▶ _Selected extract_:
☆ ☆ ☆ ☆ ☆

World Meeting of Popular Movements co-founder Juan Grabois, right, addresses other grassroots leaders and the assembly in Modesto, Calif., Feb. 16. (NCR photo/Brian Roewe)
In a message to an assembly here of nearly 700 community organizers and social justice advocates, Pope Francis called on all people to become Samaritans and resist the "grave danger" in this moment to disown our neighbors amid a culture of indifference.
"Do not classify others in order to see who is a neighbor and who is not. You can become neighbor to whomever you meet in need, and you will do so if you have compassion in your heart," the pope said.
"You must become a Samaritan," he said.
His letter was delivered by Cardinal Peter Turkson and a World Meeting of Popular Movements organizer, who read it together, alternating paragraph by paragraph from English to Spanish, to those gathered in Central Catholic High School gymnasium to participate in the U.S. regional meeting.
The Feb. 16-19 gathering has brought together grassroots community leaders to California's Central Valley from 12 countries to address the World Meeting's central themes of "land, labor and lodging" (in Spanish, tierra, trabajo, y techo), along with issues of racism and immigration.
The pope's message arrived in the context of a United States engaged in heated debate about and pushback against executive orders by President Donald Trump barring immigrants and refugees entry into the country from seven majority Muslim nations. The pope at one point was direct in saying he was not speaking of any person in particular; however, at times his message carried tones contrary to positions held by Trump, including on the environment.
Francis said today there exists a "the grave danger ... to disown our neighbors. When we do so, we deny their humanity and our own humanity without realizing it; we deny ourselves, and we deny the most important Commandments of Jesus."
He repeated a message he delivered in November at the third World Meeting of Popular Movements: "No people is criminal and no religion is terrorist." He added that all peoples and religions include violent fundamentalists in their ranks, "and with intolerant generalizations they become stronger because they feed on hate and xenophobia."
The pope said they "should be neither paralyzed by fear nor shackled" by the current crises the world faces through an economy of exclusion and societal indifference — ills, he said, that did not begin yesterday. He called on Christians and people of good faith to act accordingly to these "signs of the times."
"Sooner or later, the moral blindness of this indifference comes to light, like when a mirage dissipates," Francis said. "The wounds are there, they are a reality. The unemployment is real, the violence is real, the corruption is real, the identity crisis is real, the gutting of democracies is real.

☆ ☆ ☆ ☆ ☆

▶ _Directions_:
In the article on the pope's message, change "indifference" to "apathy" and write out the passage from "The pope said they" to "democracies is real.".

Entries excerpted from a collection:
☆ ☆ ☆ ☆ ☆

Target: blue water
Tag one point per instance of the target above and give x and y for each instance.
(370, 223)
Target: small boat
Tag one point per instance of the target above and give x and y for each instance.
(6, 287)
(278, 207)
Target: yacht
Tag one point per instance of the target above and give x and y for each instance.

☆ ☆ ☆ ☆ ☆

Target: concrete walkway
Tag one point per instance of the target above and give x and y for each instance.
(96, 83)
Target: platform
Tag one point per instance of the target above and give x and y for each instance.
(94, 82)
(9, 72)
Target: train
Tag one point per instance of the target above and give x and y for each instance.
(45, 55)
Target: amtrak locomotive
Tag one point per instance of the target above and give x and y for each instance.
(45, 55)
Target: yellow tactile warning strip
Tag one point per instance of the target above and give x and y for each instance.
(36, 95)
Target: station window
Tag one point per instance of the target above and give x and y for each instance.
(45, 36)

☆ ☆ ☆ ☆ ☆

▶ _Exercise solution_:
The pope said they "should be neither paralyzed by fear nor shackled" by the current crises the world faces through an economy of exclusion and societal apathy — ills, he said, that did not begin yesterday. He called on Christians and people of good faith to act accordingly to these "signs of the times."
"Sooner or later, the moral blindness of this apathy comes to light, like when a mirage dissipates," Francis said. "The wounds are there, they are a reality. The unemployment is real, the violence is real, the corruption is real, the identity crisis is real, the gutting of democracies is real.